START DATA TO PROCESS

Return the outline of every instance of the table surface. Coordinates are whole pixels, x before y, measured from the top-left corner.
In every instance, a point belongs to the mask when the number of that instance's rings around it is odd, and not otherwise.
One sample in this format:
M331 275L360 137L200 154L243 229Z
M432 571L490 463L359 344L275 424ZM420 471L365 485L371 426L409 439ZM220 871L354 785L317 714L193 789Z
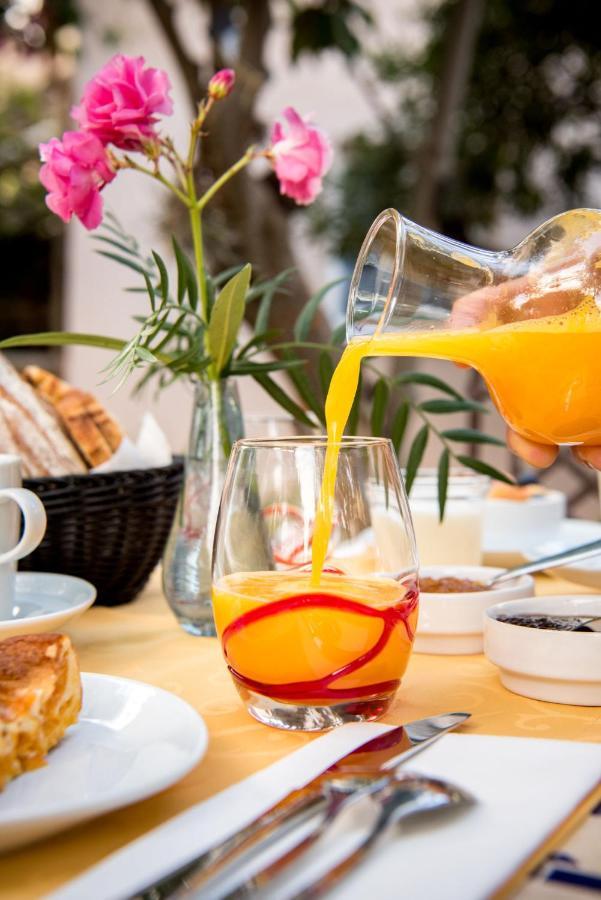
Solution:
M537 579L537 593L593 593ZM199 765L167 791L15 851L0 861L0 892L39 898L171 816L275 762L312 736L267 728L244 711L216 640L185 634L166 606L158 577L125 606L93 607L67 631L87 672L122 675L183 697L203 716L209 748ZM482 655L414 654L384 721L402 723L468 710L468 734L517 735L598 742L601 708L542 703L501 687Z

END DATA TO PROCESS

* [EXERCISE OBJECTIVE]: Repeat the material above in full and exactly, apart from the pictures.

* [COMPLETED EXERCISE]:
Return the outline of every instance of the table surface. Coordinates are whole pixels, x before y, measured from the top-left corner.
In every instance, a point belongs to the mask when the number of that instance's rings around it is odd, and not otherwise.
One sample in this format:
M331 275L360 137L200 154L243 229Z
M432 571L490 463L359 344L275 424ZM420 471L365 485L371 426L409 439ZM220 871L354 785L317 714L193 789Z
Solution:
M537 579L537 593L593 593ZM199 765L167 791L15 851L0 861L0 892L39 898L171 816L275 762L312 736L267 728L244 711L216 640L185 634L166 606L158 577L125 606L93 607L67 631L87 672L122 675L183 697L203 716L209 748ZM482 655L414 654L384 721L402 723L468 710L468 734L517 735L598 742L601 708L542 703L501 687Z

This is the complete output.